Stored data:
⟨

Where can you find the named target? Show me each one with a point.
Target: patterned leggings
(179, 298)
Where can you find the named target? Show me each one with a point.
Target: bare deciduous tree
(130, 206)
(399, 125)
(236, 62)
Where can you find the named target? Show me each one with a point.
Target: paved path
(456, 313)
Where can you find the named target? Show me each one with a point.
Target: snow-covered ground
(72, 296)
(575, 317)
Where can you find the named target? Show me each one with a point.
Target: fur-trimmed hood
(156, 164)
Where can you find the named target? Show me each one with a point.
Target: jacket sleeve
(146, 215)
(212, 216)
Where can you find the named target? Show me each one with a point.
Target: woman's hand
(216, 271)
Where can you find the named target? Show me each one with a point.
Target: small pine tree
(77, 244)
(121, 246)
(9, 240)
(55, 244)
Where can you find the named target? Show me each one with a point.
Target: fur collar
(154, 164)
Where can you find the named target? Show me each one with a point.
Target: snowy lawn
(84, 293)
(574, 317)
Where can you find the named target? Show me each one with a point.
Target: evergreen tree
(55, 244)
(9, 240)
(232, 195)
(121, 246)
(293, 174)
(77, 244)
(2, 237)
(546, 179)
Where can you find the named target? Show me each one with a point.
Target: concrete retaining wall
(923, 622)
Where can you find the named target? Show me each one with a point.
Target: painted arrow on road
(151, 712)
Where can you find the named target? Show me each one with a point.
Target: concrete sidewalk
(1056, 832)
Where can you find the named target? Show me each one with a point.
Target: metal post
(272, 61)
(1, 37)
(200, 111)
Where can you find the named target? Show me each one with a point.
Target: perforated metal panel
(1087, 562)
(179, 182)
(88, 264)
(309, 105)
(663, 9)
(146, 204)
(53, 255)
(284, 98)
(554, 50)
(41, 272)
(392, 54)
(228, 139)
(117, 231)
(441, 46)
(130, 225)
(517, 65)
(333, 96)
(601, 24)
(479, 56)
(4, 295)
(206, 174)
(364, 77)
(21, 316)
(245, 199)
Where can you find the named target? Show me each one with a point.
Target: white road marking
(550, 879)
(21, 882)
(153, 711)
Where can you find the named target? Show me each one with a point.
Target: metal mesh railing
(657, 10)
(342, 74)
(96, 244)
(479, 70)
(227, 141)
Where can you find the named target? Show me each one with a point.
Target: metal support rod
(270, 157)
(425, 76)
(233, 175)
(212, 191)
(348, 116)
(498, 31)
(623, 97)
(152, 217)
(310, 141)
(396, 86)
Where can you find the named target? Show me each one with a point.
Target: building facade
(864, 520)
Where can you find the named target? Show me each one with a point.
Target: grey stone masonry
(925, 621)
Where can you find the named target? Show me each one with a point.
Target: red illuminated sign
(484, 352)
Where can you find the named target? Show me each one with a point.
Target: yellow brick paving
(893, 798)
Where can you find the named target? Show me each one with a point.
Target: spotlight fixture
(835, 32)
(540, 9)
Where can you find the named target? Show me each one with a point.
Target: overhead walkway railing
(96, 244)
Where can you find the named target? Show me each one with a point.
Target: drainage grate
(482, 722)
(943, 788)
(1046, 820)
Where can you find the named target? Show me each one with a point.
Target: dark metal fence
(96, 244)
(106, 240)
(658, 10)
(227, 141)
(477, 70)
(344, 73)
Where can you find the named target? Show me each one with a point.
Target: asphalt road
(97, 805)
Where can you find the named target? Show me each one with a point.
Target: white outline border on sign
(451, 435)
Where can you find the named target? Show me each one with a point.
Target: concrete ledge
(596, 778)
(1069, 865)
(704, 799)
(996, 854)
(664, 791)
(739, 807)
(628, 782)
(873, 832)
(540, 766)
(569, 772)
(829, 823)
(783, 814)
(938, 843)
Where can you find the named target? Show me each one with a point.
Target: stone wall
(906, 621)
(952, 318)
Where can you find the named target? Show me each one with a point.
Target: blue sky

⟩

Your instructions:
Each record above, in full: retype it verbatim.

Your solution:
Where can you find the named target? Show me each one with a point.
Target: patterned leggings
(179, 298)
Where can you find the named target? Show me each one with a point.
Target: bare deciduous tree
(130, 206)
(399, 125)
(236, 62)
Where can you find the named target? Show me each one with a point.
Target: paved path
(456, 313)
Where can you find the named target? Show me each one with a point.
Target: snow-covered ground
(72, 296)
(575, 317)
Where can you find the named target? Show me each one with a point.
Target: fur-trimmed hood
(156, 164)
Where can you find the named target? Show me each one with a point.
Target: jacket sleeve
(146, 215)
(212, 216)
Where can you find the named target? Show me each one with a point.
Target: woman's hand
(216, 271)
Where can you find the named target? Show me each one with a point.
Target: small pine tree
(77, 244)
(121, 246)
(9, 240)
(55, 244)
Where can you find the named target? Show me each one with a point.
Target: fur collar
(154, 164)
Where can you find the named target? Show me each one with a point.
Target: snowy lawn
(84, 293)
(574, 317)
Where can you find the named target? Show me each one with a point.
Target: evergreen tree
(55, 244)
(9, 240)
(232, 195)
(121, 246)
(293, 174)
(77, 244)
(2, 237)
(546, 179)
Where can you find the named target? Show me each one with a point.
Target: concrete retaining wall
(923, 622)
Where can you find the named target? Show me each one with a point.
Target: painted arrow on road
(151, 712)
Where can you find the named target? Show me each one with a point.
Target: concrete sidewalk
(1056, 832)
Where can you find the named target? Show me each one with a point.
Target: metal post
(272, 61)
(1, 37)
(200, 111)
Where can you find the named target? Show me each one with a point.
Target: perforated metal panel
(1087, 562)
(179, 182)
(88, 264)
(309, 105)
(663, 9)
(146, 204)
(53, 255)
(284, 98)
(554, 50)
(41, 272)
(392, 54)
(228, 139)
(117, 231)
(441, 46)
(130, 225)
(517, 65)
(333, 96)
(601, 24)
(479, 56)
(4, 295)
(206, 174)
(364, 77)
(21, 316)
(245, 199)
Where can you find the named target? Show me each one with a point.
Target: white road marking
(550, 879)
(21, 882)
(153, 711)
Where can you find the named target? Show me each one with a point.
Target: metal mesh railing
(657, 10)
(342, 74)
(96, 244)
(479, 70)
(227, 141)
Where can you find the named target? Show me each one with a point.
Target: metal support rod
(270, 157)
(425, 76)
(233, 175)
(212, 191)
(348, 116)
(498, 31)
(623, 97)
(152, 217)
(310, 141)
(396, 86)
Where can you find the named target? Show me each one with a point.
Target: building facade
(864, 520)
Where can you find the named target? Show me each one with a point.
Target: grey stone masonry
(925, 621)
Where can you find the named target? Show me each one with a point.
Target: red illuminated sign
(484, 352)
Where can you find the named target? Show me each one with a point.
Target: yellow brick paving
(893, 798)
Where can you find the named target? Show me each one with a point.
Target: spotlight fixture
(835, 32)
(540, 9)
Where can you find the named target? Show me each one with a point.
Target: overhead walkway railing
(96, 244)
Where can you find the named target? Show me each one with a point.
Target: drainage grate
(482, 722)
(943, 788)
(1046, 820)
Where can you find the named target? Show me each one with a point.
Target: dark metal fence
(96, 244)
(106, 240)
(658, 10)
(227, 141)
(477, 70)
(344, 73)
Where can you find the named target? Show me each one with a point.
Target: asphalt road
(97, 805)
Where can you find the named target? Show me each one with a point.
Target: white outline border on sign
(451, 435)
Where can you find the named target? Show me each one with a point.
Target: concrete ledge
(596, 778)
(1069, 865)
(704, 799)
(996, 854)
(664, 791)
(739, 807)
(628, 782)
(873, 832)
(540, 766)
(569, 772)
(829, 823)
(783, 814)
(938, 843)
Where can you find the named target? Show me each one with a point.
Target: stone wall
(906, 621)
(952, 318)
Where can you find the named target? Show me each one with a point.
Target: blue sky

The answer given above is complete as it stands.